_TASK TO CARRY OUT_
Only the lines from the one containing "In this exercise you will locate the brick skirting" through the last line below should be written out, exactly and with both ends kept.

**** RECORDS FOR THE EXERCISE

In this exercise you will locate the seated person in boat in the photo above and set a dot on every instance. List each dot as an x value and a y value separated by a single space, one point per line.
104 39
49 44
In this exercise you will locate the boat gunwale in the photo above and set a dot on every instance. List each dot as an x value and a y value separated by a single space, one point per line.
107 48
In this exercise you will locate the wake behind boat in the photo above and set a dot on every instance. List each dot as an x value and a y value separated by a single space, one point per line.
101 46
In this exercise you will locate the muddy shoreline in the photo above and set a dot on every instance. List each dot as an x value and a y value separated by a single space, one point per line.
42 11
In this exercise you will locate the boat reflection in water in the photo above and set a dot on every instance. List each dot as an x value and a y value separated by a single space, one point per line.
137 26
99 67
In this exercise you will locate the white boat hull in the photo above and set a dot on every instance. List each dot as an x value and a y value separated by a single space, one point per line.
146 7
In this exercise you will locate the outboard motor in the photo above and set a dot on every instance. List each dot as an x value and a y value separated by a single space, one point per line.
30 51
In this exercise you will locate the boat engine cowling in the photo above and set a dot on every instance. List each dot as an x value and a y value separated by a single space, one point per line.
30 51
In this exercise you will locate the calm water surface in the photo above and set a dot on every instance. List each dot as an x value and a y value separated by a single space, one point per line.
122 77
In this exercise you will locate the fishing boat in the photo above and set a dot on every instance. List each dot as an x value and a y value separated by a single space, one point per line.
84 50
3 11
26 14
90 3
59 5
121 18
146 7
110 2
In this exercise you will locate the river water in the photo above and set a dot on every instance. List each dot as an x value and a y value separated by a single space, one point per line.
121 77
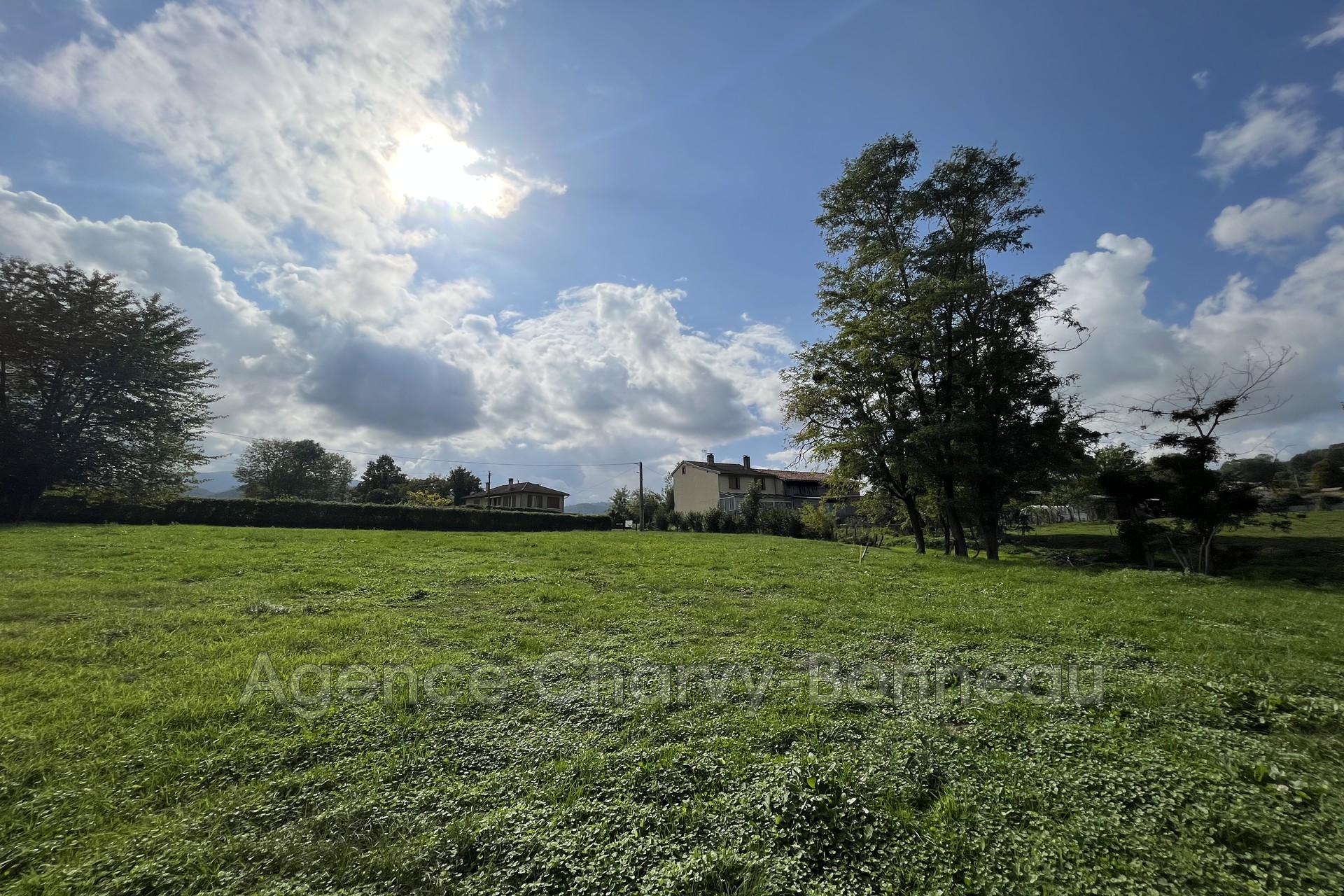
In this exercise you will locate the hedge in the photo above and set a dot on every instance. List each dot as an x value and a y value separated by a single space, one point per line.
315 514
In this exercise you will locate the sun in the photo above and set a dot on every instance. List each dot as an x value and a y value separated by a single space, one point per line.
433 164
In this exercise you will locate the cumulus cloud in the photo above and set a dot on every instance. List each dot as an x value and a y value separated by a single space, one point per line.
1266 223
1132 356
1270 222
288 115
396 388
253 355
406 365
1334 33
1275 128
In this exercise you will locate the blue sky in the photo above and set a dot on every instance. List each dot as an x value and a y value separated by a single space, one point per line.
629 260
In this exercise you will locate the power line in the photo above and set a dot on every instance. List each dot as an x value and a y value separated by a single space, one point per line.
432 460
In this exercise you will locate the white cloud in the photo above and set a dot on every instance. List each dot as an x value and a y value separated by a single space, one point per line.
93 15
286 113
1266 223
1334 33
1275 128
257 359
365 355
1132 356
1269 222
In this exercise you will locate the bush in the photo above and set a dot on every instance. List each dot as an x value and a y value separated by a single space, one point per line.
426 498
714 520
783 522
818 523
315 514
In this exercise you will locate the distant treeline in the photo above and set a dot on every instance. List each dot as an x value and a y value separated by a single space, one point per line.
314 514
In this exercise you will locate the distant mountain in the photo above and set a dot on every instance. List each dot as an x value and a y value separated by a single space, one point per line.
206 493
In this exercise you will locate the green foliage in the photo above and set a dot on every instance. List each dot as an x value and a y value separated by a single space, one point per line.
1200 500
289 469
714 520
818 523
128 766
1261 469
323 514
622 507
1326 476
384 482
426 498
783 522
463 482
99 388
752 507
934 378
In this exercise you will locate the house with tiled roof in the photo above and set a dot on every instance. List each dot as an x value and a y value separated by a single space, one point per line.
519 496
704 485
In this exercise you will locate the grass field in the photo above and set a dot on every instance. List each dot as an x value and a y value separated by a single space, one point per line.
656 755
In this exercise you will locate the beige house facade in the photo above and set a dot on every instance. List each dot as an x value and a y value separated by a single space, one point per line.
704 485
519 496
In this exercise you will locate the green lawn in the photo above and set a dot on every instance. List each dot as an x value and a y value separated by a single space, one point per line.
1212 762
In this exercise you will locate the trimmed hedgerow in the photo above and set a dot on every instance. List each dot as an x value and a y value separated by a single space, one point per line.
315 514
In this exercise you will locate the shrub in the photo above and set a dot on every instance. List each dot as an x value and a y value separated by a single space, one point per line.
781 522
714 520
426 498
315 514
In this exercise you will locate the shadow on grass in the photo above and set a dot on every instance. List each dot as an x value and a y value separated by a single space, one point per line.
1246 555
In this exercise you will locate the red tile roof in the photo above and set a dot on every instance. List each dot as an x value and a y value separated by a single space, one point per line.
737 469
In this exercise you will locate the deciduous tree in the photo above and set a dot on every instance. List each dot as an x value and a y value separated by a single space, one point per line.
99 388
286 469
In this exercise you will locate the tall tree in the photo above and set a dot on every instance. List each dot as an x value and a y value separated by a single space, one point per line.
99 387
382 481
1202 500
286 469
937 379
463 482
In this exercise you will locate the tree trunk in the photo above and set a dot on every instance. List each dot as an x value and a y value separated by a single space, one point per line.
916 522
958 532
990 535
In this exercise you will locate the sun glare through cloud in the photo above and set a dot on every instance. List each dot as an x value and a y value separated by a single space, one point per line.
433 164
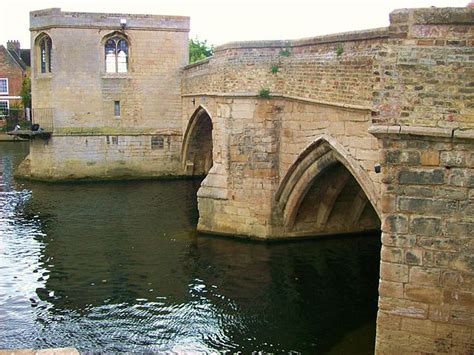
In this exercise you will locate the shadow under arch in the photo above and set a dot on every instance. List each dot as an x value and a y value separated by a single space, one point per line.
316 160
196 150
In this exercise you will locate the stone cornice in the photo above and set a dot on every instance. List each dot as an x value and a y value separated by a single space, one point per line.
390 130
283 96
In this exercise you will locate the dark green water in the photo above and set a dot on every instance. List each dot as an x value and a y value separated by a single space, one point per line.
120 267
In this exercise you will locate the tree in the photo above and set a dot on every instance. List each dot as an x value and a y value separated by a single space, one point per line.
25 92
199 50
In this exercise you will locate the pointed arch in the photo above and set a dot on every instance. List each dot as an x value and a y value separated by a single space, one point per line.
316 158
116 52
44 49
199 128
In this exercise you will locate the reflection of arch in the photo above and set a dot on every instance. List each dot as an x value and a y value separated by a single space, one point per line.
323 154
196 151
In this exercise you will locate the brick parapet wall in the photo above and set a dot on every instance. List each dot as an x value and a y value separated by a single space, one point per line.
313 68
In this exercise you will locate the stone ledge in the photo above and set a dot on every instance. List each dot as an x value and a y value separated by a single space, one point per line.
282 96
382 130
52 18
332 38
53 351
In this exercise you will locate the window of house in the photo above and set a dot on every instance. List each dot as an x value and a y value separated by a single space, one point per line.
116 55
157 142
4 106
117 108
45 47
3 86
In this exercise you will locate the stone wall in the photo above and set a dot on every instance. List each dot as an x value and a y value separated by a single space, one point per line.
425 97
427 267
320 87
12 71
78 95
98 157
424 74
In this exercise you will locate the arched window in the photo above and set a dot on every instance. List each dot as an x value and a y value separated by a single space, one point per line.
45 48
116 55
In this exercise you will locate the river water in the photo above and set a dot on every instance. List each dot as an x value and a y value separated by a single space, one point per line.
120 267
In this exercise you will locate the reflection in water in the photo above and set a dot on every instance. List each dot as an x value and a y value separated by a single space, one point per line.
119 267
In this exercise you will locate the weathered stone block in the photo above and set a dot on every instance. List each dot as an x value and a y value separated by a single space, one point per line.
422 206
424 276
395 224
428 226
413 257
404 307
390 289
393 272
430 295
392 255
433 177
454 158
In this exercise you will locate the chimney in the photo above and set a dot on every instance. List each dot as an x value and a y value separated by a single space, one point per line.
14 46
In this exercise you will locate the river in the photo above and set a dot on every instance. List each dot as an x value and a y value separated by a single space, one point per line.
119 266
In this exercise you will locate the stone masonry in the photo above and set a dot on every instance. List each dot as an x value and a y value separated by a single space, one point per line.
89 141
346 133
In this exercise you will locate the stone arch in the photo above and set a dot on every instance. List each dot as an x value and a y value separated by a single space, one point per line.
196 151
317 159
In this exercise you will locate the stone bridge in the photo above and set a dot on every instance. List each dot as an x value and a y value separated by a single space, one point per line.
370 130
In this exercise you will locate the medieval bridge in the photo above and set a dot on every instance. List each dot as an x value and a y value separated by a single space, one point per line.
291 133
370 130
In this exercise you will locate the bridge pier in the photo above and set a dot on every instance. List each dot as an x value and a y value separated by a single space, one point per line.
427 263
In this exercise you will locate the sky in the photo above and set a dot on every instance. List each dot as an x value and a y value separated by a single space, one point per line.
225 21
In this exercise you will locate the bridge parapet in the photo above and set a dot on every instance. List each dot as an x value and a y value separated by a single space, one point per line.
334 69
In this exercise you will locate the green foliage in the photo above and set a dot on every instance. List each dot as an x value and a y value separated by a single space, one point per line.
264 93
199 50
25 92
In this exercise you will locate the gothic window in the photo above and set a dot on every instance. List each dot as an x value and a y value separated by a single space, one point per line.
45 47
116 55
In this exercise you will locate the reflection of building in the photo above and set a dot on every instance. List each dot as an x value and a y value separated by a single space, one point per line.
13 68
108 87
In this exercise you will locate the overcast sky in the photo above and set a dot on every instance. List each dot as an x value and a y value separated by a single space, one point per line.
228 20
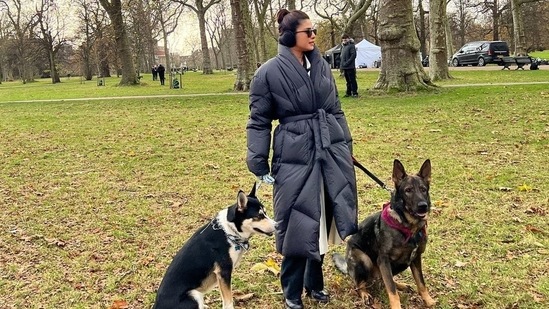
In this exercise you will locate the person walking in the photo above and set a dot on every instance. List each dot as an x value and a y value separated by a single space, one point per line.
314 182
160 69
348 56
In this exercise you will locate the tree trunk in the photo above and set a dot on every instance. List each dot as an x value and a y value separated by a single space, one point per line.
206 60
422 32
518 28
401 68
438 63
240 15
53 69
114 9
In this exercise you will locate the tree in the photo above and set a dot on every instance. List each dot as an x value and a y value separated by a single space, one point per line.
168 15
240 18
518 26
22 24
200 8
51 34
438 61
114 9
401 68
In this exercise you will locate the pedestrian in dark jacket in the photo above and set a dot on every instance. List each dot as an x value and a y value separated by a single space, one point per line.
160 69
348 56
315 198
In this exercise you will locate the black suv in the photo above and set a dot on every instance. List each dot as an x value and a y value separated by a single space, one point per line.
481 53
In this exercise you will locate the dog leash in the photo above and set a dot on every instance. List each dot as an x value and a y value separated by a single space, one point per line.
365 170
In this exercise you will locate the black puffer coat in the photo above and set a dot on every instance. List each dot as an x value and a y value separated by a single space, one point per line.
311 143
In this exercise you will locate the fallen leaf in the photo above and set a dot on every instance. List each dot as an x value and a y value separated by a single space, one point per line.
460 264
243 297
269 265
119 304
533 229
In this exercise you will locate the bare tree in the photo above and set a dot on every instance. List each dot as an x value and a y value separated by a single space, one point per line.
422 28
216 26
4 39
401 69
241 19
168 14
114 9
518 26
200 8
23 24
51 34
144 30
495 8
260 10
438 61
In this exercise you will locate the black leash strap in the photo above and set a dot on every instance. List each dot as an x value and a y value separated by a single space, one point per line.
365 170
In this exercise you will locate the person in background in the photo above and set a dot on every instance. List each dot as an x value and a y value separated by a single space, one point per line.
314 183
160 69
348 56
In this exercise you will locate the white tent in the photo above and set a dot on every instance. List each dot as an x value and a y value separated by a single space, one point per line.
366 54
332 56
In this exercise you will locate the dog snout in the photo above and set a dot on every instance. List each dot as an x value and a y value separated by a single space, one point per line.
423 207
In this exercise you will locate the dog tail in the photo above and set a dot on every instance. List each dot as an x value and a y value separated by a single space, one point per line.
340 262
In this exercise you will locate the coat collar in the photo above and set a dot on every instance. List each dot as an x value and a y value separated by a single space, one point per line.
312 56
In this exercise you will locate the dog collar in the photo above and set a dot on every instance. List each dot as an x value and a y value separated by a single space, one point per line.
395 224
238 242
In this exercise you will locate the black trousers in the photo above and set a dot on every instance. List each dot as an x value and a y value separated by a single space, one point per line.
298 272
350 78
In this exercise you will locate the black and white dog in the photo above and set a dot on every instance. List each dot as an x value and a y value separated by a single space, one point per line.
208 258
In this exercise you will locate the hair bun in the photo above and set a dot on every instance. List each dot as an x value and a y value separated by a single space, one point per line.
280 15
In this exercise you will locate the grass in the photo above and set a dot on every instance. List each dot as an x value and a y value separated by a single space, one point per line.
97 196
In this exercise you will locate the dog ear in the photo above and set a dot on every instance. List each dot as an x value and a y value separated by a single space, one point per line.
425 171
398 172
242 201
252 193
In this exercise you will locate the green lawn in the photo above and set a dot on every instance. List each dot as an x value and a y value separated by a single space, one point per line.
98 195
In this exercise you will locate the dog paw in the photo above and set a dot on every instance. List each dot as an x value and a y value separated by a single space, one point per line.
366 297
403 286
430 302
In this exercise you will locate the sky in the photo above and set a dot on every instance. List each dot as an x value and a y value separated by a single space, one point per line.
181 41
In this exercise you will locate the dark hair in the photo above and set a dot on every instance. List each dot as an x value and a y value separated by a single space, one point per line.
288 21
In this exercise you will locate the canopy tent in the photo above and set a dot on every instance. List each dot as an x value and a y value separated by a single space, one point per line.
366 54
332 55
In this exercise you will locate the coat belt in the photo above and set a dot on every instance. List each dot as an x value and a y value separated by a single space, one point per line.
322 129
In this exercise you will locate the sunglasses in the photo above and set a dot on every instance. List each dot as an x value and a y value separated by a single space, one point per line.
309 32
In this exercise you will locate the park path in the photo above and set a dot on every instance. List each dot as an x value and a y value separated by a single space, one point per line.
236 93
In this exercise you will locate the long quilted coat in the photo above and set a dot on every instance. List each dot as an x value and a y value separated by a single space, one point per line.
312 142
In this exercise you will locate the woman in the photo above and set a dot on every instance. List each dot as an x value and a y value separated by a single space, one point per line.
315 189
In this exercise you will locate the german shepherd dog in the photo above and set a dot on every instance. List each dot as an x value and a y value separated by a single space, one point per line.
208 258
390 241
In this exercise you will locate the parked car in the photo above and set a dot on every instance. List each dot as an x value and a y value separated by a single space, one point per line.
481 53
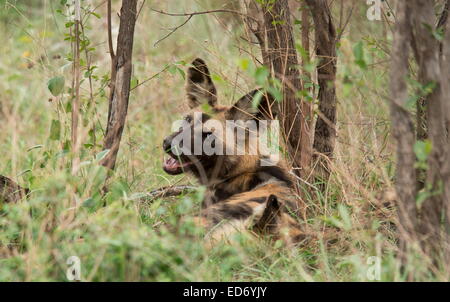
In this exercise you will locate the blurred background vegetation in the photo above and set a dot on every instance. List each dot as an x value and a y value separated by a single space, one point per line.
120 236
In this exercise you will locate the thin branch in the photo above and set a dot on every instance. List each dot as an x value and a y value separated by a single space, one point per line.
173 30
110 45
190 15
168 192
203 13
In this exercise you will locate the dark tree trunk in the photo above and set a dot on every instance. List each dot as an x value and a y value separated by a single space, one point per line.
120 82
283 61
325 36
428 60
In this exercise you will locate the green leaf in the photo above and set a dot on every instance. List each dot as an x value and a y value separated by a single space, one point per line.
358 52
101 155
422 149
55 130
56 85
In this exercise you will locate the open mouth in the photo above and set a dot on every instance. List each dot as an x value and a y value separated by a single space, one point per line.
175 166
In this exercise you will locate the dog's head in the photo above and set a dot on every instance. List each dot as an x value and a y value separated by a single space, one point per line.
213 140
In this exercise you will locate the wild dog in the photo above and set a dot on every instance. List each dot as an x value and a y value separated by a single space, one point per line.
246 191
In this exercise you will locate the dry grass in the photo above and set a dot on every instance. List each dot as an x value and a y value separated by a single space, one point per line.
119 238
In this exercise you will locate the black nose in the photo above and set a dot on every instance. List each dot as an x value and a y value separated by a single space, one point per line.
167 144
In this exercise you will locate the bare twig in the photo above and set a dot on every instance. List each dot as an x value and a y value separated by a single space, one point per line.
110 45
189 17
168 192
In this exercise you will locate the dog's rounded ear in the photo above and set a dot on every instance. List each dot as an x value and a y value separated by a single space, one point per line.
256 104
199 85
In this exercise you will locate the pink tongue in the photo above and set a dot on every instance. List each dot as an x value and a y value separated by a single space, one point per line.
172 163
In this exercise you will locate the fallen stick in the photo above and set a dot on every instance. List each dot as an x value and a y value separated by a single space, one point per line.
168 192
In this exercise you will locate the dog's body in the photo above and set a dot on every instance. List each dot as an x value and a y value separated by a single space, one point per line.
243 191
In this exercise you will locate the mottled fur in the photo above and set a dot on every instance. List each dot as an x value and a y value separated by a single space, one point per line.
241 193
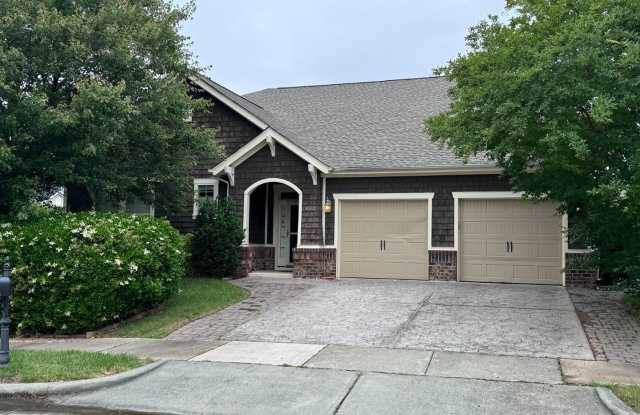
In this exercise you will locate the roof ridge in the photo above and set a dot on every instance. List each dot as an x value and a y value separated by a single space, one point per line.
211 81
353 83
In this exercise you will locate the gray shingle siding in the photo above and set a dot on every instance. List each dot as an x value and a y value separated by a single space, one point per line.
285 165
442 186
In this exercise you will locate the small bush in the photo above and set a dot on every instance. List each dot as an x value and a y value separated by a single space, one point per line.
78 272
215 246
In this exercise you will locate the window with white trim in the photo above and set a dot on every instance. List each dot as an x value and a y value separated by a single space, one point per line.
204 189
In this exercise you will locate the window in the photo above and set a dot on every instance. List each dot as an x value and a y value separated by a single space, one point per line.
204 189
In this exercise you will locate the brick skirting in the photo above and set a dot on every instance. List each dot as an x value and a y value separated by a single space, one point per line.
256 258
314 263
321 263
443 265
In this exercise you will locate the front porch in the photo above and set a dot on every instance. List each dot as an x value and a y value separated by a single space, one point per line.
272 220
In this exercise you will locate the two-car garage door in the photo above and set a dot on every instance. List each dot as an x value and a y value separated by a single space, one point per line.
500 240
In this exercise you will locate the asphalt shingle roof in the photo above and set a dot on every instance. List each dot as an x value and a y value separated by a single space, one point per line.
360 126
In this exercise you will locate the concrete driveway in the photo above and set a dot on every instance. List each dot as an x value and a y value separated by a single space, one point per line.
523 320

********

_REPLY_
In this exercise you will locate the brick skirting in the photo above and set a dot on every instance. List each dot as an x value and a y value separated by a single space, one point per line.
256 258
314 263
321 263
443 265
In this exercise you will locate the front porch in the photo above and set a dot on every instance. List each dot as an x value and a y value separated by a single space, one point per line.
272 220
In this exercise you will locate the two-car garage door in the photo above and set a dot on every instance. List each dot as an x value and a y value separated by a single space, one point per line.
500 240
In this exercise you will locate the asphalt shingle roof in the photo above and set a dot on every instance. List each dot as an x value and a y value separated by a single space, one point per line.
360 126
In this exercise you will locate the concrete driveway in the photo above and set a dot on every instance. List each dot as an x value and a y value separated by a single space, one point per line.
523 320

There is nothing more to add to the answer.